SELECTED EXCERPT start

1. What is sex trafficking

Sex trafficking is a subset of human trafficking and has been defined by the 2013 Trafficking in Persons Report as a “severe form” of trafficking in which “a commercial sex act is induced by force, fraud, or coercion.”

Sex slavery is the second largest form of organized crime in the world (behind the sale of drugs). Globally speaking, most of human slavery is debt slavery. But in the United States, the trafficking of US women and children is almost entirely for the purposes of sex.

2. How big is the problem?

Big!

Ernie Allen, president of the National Center for Missing and Exploited Children conservatively estimates there are at least 100,000 US children per year used for the purpose of commercial sexual exploitation.

Steve Wagner, former director of the Human Trafficking Program at the US Department of Health and Human Services, estimates this number is closer to a quarter of a million kids per year. “The only way not to find this problem in any city,” says Allen,” is simply not to look for it.”

3. Is there a link between porn and sex trafficking?

Indeed there is. To quote Laura Lederer, former Senior Advisor on Trafficking in Persons for the U.S. State Department, “Pornography is a brilliant social marketing campaign for commercial sexual exploitation.”

Porn is marketing for sex trafficking both directly and indirectly: directly because online and offline hubs for trafficking use pornographic images to draw the buyers, indirectly because of porn’s influence on the culture.

A key ingredient to the success of commercial sex is the belief that people (women especially) are sexual commodities, and Internet pornography is the ideal vehicle to teach and train this belief.

Catherine MacKinnon of Harvard Law says, “consuming pornography is an experience of bought sex” and thus it creates a hunger to continue to purchase and objectify, and act out what is seen. For some, this means objectifying their wife, girlfriend, or acquaintances. For others, this means turning to the world of commercial sex.

4. Is porn a form of sex trafficking?

Much can be said (and has been said) about pornography as a form of trafficking itself.

SELECTED EXCERPT end

● **REQUIRED TASK A**:
List the rows from the one containing "Where can the small" down to the one containing "point(845, 610)", both included, as a numbered list with blank lines left out.

SOURCE MATERIAL start

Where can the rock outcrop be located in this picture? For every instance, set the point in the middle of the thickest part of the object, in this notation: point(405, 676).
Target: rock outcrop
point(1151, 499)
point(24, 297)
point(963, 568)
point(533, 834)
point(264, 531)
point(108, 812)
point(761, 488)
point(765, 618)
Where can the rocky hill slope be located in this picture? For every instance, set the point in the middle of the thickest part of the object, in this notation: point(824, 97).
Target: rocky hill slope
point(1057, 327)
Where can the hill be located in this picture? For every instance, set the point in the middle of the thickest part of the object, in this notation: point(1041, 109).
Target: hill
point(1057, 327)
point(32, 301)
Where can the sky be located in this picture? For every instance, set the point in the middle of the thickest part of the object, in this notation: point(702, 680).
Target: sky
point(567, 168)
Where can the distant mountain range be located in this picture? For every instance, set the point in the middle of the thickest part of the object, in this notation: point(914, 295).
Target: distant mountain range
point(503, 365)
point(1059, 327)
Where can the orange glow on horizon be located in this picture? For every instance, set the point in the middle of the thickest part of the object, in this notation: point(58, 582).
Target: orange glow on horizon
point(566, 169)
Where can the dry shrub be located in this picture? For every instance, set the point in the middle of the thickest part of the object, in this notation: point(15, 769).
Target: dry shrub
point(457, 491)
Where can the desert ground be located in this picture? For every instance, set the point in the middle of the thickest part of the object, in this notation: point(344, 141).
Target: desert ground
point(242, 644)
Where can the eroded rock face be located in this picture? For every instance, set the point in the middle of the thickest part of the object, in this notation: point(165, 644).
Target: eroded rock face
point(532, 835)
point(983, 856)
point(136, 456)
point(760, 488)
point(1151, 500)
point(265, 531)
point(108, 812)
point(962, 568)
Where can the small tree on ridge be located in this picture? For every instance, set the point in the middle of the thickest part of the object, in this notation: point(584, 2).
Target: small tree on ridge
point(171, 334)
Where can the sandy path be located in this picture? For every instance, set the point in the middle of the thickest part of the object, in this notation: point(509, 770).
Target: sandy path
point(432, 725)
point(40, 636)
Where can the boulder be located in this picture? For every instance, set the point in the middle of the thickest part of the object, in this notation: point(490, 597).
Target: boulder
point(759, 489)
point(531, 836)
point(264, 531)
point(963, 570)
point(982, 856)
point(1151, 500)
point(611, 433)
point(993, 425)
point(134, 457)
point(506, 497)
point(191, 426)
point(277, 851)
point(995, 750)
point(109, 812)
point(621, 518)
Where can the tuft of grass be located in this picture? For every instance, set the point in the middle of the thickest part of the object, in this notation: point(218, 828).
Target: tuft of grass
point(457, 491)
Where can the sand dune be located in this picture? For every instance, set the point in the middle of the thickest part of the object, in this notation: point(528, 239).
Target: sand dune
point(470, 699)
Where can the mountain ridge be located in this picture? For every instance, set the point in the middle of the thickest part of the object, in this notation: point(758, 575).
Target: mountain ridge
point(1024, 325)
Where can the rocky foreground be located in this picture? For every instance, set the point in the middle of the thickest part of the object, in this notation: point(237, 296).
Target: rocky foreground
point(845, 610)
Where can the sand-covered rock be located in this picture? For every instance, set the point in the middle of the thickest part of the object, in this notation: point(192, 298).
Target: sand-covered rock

SOURCE MATERIAL end

● **REQUIRED TASK B**:
Write out the passage of the sex trafficking article from "Sex trafficking is" down to "purposes of sex.", without changing a word.

● **TASK OUTPUT A**:
1. Where can the small tree on ridge be located in this picture? For every instance, set the point in the middle of the thickest part of the object, in this notation: point(584, 2).
2. Target: small tree on ridge
3. point(171, 334)
4. Where can the sandy path be located in this picture? For every instance, set the point in the middle of the thickest part of the object, in this notation: point(509, 770).
5. Target: sandy path
6. point(432, 725)
7. point(40, 636)
8. Where can the boulder be located in this picture? For every instance, set the point in the middle of the thickest part of the object, in this notation: point(490, 597).
9. Target: boulder
10. point(759, 489)
11. point(531, 836)
12. point(264, 531)
13. point(963, 570)
14. point(982, 856)
15. point(1151, 500)
16. point(611, 433)
17. point(993, 425)
18. point(134, 457)
19. point(506, 497)
20. point(191, 426)
21. point(277, 851)
22. point(995, 750)
23. point(109, 812)
24. point(621, 518)
25. Where can the tuft of grass be located in this picture? For every instance, set the point in the middle of the thickest part of the object, in this notation: point(218, 828).
26. Target: tuft of grass
27. point(457, 491)
28. Where can the sand dune be located in this picture? For every instance, set the point in the middle of the thickest part of the object, in this notation: point(528, 239).
29. Target: sand dune
30. point(470, 699)
31. Where can the mountain ridge be located in this picture? For every instance, set the point in the middle of the thickest part of the object, in this notation: point(758, 575).
32. Target: mountain ridge
33. point(1024, 325)
34. Where can the rocky foreground be located in this picture? For every instance, set the point in the middle of the thickest part of the object, in this notation: point(237, 296).
35. Target: rocky foreground
36. point(845, 610)

● **TASK OUTPUT B**:
Sex trafficking is a subset of human trafficking and has been defined by the 2013 Trafficking in Persons Report as a “severe form” of trafficking in which “a commercial sex act is induced by force, fraud, or coercion.”

Sex slavery is the second largest form of organized crime in the world (behind the sale of drugs). Globally speaking, most of human slavery is debt slavery. But in the United States, the trafficking of US women and children is almost entirely for the purposes of sex.